● SHORT EXERCISE
Give every line of the items below as a JSON list of strings, one string per line, leaving out any blank lines.

(Excerpts from a location annotation dataset)

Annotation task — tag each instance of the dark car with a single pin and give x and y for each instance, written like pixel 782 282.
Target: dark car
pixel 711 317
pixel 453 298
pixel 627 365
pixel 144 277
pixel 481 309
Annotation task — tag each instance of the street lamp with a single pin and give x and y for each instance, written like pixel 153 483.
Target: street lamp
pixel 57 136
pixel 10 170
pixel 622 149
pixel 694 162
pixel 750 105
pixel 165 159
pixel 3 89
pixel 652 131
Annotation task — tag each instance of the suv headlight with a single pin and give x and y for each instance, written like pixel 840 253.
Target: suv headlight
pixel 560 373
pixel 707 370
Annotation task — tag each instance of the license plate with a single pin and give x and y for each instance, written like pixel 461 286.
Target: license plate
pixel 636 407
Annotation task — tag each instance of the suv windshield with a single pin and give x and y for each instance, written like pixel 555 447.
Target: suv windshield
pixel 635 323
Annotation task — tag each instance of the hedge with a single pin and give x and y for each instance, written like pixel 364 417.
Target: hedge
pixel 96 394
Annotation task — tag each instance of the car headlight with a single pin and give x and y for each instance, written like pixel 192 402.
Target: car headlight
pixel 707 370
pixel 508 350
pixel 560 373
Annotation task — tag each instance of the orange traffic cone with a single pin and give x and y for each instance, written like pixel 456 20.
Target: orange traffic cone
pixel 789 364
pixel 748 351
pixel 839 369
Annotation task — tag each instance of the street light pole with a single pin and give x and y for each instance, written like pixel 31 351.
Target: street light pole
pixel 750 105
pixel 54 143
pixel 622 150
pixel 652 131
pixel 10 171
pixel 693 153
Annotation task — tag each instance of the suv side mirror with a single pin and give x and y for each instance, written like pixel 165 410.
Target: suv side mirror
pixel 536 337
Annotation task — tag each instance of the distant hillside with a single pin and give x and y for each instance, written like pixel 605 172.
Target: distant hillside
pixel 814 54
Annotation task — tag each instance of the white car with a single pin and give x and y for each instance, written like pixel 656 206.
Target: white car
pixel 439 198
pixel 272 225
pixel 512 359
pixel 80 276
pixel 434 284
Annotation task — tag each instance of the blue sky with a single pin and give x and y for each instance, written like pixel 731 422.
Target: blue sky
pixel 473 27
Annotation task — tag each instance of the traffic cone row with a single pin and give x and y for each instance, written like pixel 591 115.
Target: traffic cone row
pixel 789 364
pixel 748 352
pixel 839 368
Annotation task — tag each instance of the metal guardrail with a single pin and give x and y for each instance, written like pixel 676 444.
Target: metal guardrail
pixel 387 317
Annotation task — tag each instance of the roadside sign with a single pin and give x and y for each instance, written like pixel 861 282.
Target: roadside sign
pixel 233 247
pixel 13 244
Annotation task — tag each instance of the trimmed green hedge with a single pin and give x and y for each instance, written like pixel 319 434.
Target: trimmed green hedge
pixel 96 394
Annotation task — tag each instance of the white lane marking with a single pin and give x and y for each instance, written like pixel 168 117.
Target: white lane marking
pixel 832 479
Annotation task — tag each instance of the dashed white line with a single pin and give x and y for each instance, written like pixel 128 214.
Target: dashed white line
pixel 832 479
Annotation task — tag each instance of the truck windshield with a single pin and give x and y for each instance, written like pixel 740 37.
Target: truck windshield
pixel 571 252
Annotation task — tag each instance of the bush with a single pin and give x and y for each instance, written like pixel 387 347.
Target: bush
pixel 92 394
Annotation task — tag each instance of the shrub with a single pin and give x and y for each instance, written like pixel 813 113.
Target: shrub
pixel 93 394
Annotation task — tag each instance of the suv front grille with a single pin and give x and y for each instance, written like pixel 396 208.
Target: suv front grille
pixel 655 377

● TASK RESULT
[
  "Annotation task — tag each instance of the dark car with a single pin and give x and y for each instance, written like pixel 782 282.",
  "Target: dark car",
  "pixel 711 317",
  "pixel 453 298",
  "pixel 627 365",
  "pixel 144 277",
  "pixel 481 309",
  "Annotation task — tag each instance of the street lamp with a single pin and give x and y for each instance, written like pixel 153 483.",
  "Target: street lamp",
  "pixel 57 136",
  "pixel 10 170",
  "pixel 622 149",
  "pixel 694 162",
  "pixel 750 105",
  "pixel 165 159",
  "pixel 3 89",
  "pixel 652 131",
  "Annotation task — tag each instance of the suv headlight with a single pin and give x and y for each instance, written like pixel 840 253.",
  "Target: suv headlight",
  "pixel 560 373",
  "pixel 707 370",
  "Annotation task — tag each instance of the license plate with a single pin and give x and y for each instance, written like pixel 461 286.",
  "Target: license plate",
  "pixel 636 407",
  "Annotation task — tag each instance of the suv windshield with a single pin and give x and y for each instance, written like pixel 555 447.",
  "Target: suv windshield",
  "pixel 635 323",
  "Annotation task — tag each instance of the hedge with a single pin and give x and y for each instance, written like pixel 364 417.",
  "Target: hedge",
  "pixel 96 394",
  "Annotation task — tag each instance of the car headlight with a single pin and give x and y for each instance, written like pixel 192 402.",
  "Target: car headlight",
  "pixel 707 370",
  "pixel 508 350",
  "pixel 560 373",
  "Annotation task — tag each instance of the orange traffic cone with a single pin and give x and y for each instance, written like pixel 456 20.",
  "Target: orange traffic cone",
  "pixel 789 364",
  "pixel 748 351",
  "pixel 839 369",
  "Annotation task — tag each instance of the street light pole with a single pin and give x and y for each instance, written like pixel 31 351.",
  "Target: street light pole",
  "pixel 750 105",
  "pixel 54 143",
  "pixel 622 150",
  "pixel 652 131",
  "pixel 10 171",
  "pixel 693 153",
  "Annotation task — tag each instance of the suv side mirror with a single pin and give x and y for each instance, written like pixel 165 410.",
  "Target: suv side mirror",
  "pixel 536 337",
  "Annotation task — tag each instance of the distant hillside with a single pin and give x and y for each instance, written like pixel 605 172.",
  "Target: distant hillside",
  "pixel 814 54",
  "Annotation task — tag each instance of the white car with a single pin and give x and y for each instance, written like pixel 656 206.",
  "Target: white car",
  "pixel 439 198",
  "pixel 272 225",
  "pixel 512 359",
  "pixel 80 276",
  "pixel 434 284",
  "Annotation task — tag each instance of the blue sky with a single pin and give x and y for each instance, written like pixel 731 422.",
  "Target: blue sky",
  "pixel 473 27",
  "Annotation task — tag each instance of the traffic cone row with a single pin and give x and y for each instance, written like pixel 591 115.",
  "Target: traffic cone row",
  "pixel 789 364",
  "pixel 748 352",
  "pixel 839 368",
  "Annotation task — tag each instance of the metal guardrail with a single pin and give x and y for each instance, written like pixel 676 444.",
  "Target: metal guardrail",
  "pixel 387 317",
  "Annotation task — tag each instance of the roadside sign with a single pin and give x and y for each instance, written like pixel 861 282.",
  "Target: roadside sign",
  "pixel 233 247",
  "pixel 13 244",
  "Annotation task — tag each instance of the trimmed green hedge with a single pin and give x and y for each instance, written like pixel 319 434.",
  "Target: trimmed green hedge",
  "pixel 96 394",
  "Annotation task — tag each instance of the white lane marking with a single pin and give x and y for each instance, written like pixel 168 117.",
  "Target: white lane marking",
  "pixel 832 479",
  "Annotation task — tag each instance of the dashed white line with a single pin and give x and y for each instance, written like pixel 128 214.",
  "Target: dashed white line",
  "pixel 832 479",
  "Annotation task — tag each instance of the truck windshield with a single pin and give x and y for each instance, written like pixel 740 37.",
  "Target: truck windshield",
  "pixel 571 252",
  "Annotation task — tag each instance of the bush with a single pin and give x and y for each instance, written like pixel 387 347.",
  "Target: bush",
  "pixel 92 394",
  "Annotation task — tag each instance of the shrub with a single pin and give x and y for each instance, written like pixel 813 113.",
  "Target: shrub",
  "pixel 93 394",
  "Annotation task — tag each instance of the suv front grille with a single pin and give x and y for each instance, written like pixel 396 208.",
  "Target: suv front grille",
  "pixel 655 377"
]